## WHAT YOU SHOULD DO
Of all the lines below, return only those starting with the line holding "Place one keypoint on each instance of the white glove" and going on through the line holding "Place one keypoint on each instance of the gray", exactly as written.

## SUPPLIED MATERIAL
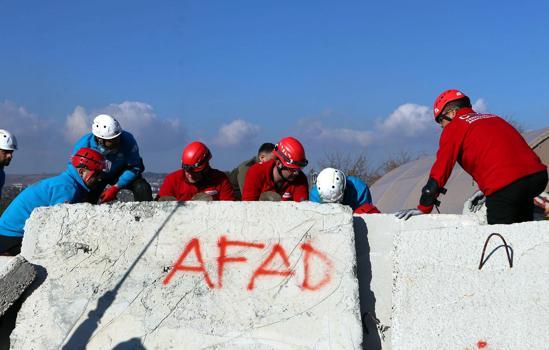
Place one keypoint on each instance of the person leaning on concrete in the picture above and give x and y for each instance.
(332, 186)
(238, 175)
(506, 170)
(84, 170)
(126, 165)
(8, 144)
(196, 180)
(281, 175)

...

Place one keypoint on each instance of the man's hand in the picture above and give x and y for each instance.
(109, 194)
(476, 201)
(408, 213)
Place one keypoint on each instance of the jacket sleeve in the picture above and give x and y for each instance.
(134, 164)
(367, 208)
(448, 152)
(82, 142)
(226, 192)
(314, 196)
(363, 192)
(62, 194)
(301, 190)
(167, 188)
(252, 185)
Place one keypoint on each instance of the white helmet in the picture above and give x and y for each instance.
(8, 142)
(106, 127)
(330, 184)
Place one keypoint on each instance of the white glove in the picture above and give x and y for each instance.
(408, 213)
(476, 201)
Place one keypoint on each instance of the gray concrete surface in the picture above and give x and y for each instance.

---

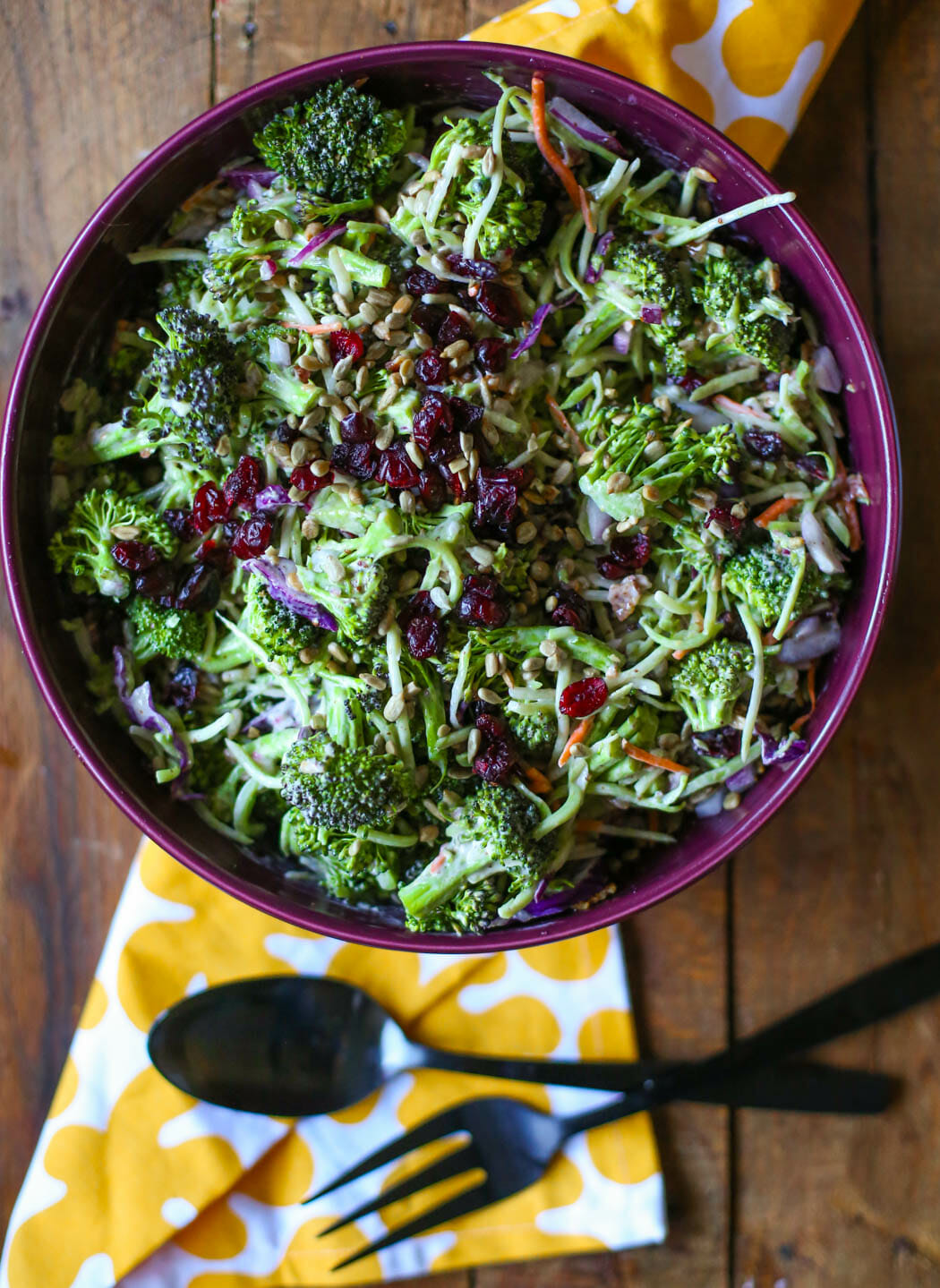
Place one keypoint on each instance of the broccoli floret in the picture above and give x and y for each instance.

## ANSWER FOR THIS EXERCISE
Place one keypoint on each instance of the white glove in the picture above and give x and y for each instance.
(408, 213)
(476, 201)
Place one keypoint on each instance of the gray concrete surface in the picture above and give x and y for each instance.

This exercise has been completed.